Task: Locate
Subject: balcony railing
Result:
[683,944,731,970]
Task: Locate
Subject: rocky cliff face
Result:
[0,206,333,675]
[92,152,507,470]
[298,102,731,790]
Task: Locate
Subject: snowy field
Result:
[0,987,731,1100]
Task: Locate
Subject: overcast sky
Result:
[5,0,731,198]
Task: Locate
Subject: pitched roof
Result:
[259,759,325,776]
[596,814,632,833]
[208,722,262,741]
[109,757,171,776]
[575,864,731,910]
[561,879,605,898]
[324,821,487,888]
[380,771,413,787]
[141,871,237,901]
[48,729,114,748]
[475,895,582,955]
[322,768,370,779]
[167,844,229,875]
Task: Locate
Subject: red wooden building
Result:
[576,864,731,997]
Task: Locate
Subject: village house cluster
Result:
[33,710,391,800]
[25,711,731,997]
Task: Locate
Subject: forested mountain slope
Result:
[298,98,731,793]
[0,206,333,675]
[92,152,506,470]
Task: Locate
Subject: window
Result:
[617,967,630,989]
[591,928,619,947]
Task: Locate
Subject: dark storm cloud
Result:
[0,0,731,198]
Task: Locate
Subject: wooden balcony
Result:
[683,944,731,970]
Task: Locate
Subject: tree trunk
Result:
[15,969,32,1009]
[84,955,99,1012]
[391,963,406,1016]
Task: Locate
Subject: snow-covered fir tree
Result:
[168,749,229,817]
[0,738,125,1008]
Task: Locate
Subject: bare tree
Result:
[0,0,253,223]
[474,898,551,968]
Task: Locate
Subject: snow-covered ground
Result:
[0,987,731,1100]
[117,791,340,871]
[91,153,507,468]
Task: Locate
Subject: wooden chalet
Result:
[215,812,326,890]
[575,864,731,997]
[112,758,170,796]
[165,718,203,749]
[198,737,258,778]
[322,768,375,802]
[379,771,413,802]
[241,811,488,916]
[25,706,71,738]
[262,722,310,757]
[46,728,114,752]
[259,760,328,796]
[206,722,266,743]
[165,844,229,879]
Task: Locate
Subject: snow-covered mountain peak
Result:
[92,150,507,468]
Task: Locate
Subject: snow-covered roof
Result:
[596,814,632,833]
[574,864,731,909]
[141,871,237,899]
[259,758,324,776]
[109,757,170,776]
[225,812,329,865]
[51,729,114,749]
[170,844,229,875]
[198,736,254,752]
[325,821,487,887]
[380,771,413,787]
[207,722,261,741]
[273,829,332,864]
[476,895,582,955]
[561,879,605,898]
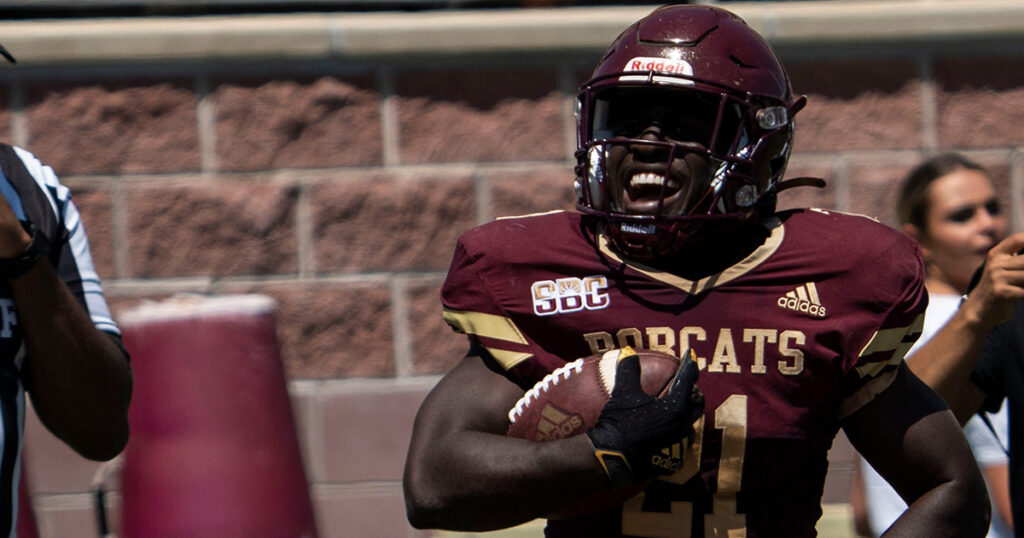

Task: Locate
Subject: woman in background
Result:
[851,154,1013,538]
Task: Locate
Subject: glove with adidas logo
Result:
[587,349,703,489]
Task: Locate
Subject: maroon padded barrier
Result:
[120,295,316,538]
[14,457,39,538]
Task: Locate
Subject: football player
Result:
[404,5,988,537]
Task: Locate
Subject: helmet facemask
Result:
[577,75,796,259]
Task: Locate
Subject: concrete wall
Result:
[6,0,1024,537]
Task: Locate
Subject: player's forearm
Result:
[907,308,990,425]
[882,475,990,538]
[10,258,132,460]
[404,432,607,531]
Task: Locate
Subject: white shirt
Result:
[858,295,1014,538]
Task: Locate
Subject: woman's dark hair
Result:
[896,153,988,231]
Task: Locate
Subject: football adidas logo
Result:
[535,404,583,441]
[777,282,825,318]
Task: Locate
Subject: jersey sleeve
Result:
[839,231,928,418]
[441,236,534,370]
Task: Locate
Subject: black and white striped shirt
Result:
[0,143,121,538]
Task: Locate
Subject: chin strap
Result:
[775,177,826,194]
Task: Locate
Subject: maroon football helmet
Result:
[575,5,805,259]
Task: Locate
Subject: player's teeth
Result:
[630,172,674,189]
[630,172,665,188]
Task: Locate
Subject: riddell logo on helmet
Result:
[618,56,693,84]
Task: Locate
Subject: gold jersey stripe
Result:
[836,370,897,420]
[857,314,925,377]
[441,308,526,345]
[441,308,534,370]
[486,347,534,370]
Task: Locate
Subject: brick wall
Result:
[6,2,1024,537]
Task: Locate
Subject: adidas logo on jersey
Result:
[777,282,825,318]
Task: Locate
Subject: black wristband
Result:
[0,221,49,279]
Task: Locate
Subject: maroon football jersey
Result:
[441,210,927,537]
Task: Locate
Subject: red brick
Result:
[213,76,383,170]
[849,155,1010,227]
[407,279,469,375]
[935,55,1024,148]
[849,161,916,226]
[776,156,842,210]
[217,281,395,379]
[317,383,429,483]
[787,58,922,152]
[127,180,297,278]
[72,185,116,280]
[313,173,476,273]
[487,165,577,217]
[395,69,567,163]
[26,81,200,175]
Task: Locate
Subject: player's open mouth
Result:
[625,172,681,213]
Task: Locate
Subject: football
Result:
[508,347,679,519]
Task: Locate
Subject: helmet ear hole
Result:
[586,146,608,211]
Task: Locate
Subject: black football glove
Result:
[587,347,703,488]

###

Pull out each line of the records that contains the word "dark".

## Answer for this exercise
Subject: dark storm cloud
Subject: woman's dark hair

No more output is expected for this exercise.